Pictures do not belong in your copy. Repeat all the other data exactly.

··· INPUT MATERIAL ···

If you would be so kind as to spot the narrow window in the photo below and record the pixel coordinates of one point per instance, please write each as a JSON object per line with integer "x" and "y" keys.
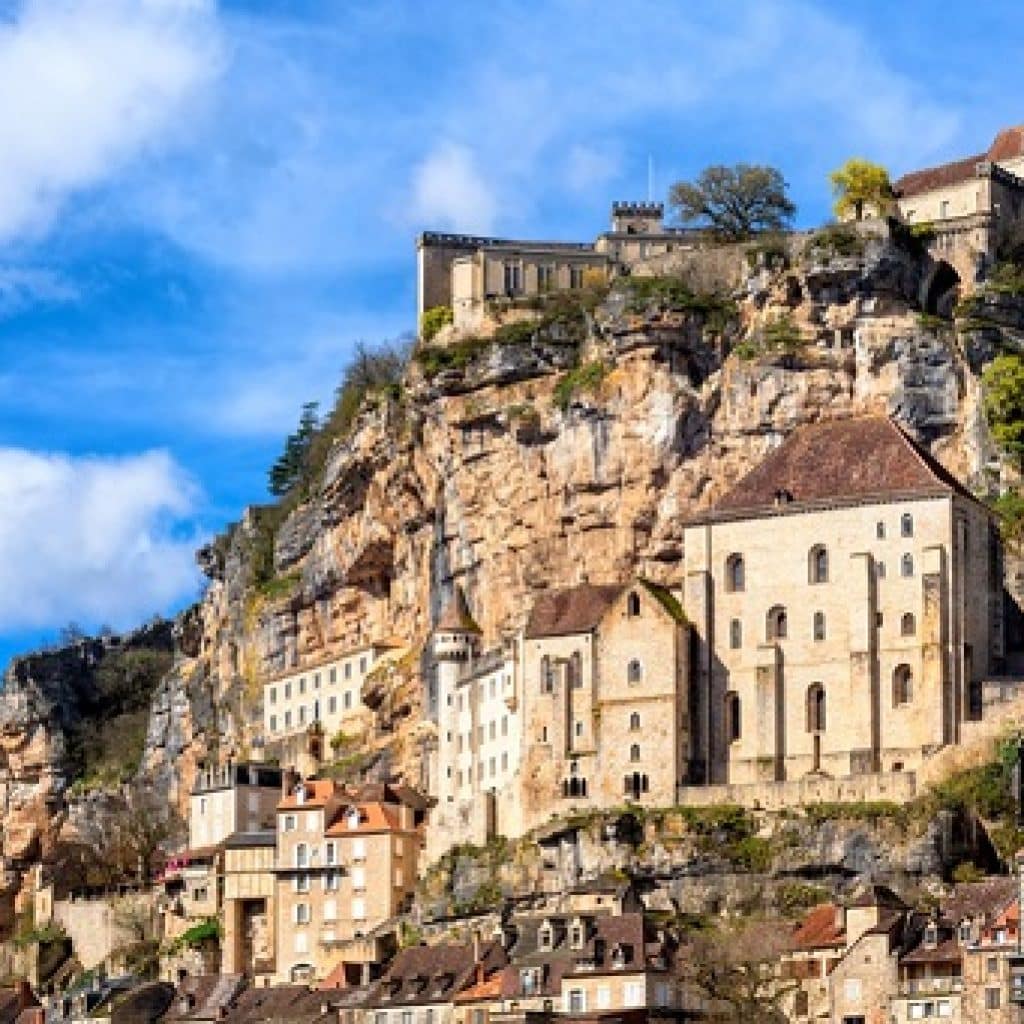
{"x": 818, "y": 564}
{"x": 776, "y": 623}
{"x": 902, "y": 685}
{"x": 735, "y": 634}
{"x": 734, "y": 573}
{"x": 815, "y": 708}
{"x": 732, "y": 723}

···

RESULT FOR THIS TASK:
If you would be so kind as to spot the narrow window in the photo below and record the pixel coordinates of one point per instance, please write each as a JSON object per line with integer "x" and "y" keys.
{"x": 818, "y": 564}
{"x": 776, "y": 623}
{"x": 902, "y": 685}
{"x": 735, "y": 634}
{"x": 734, "y": 573}
{"x": 815, "y": 708}
{"x": 732, "y": 723}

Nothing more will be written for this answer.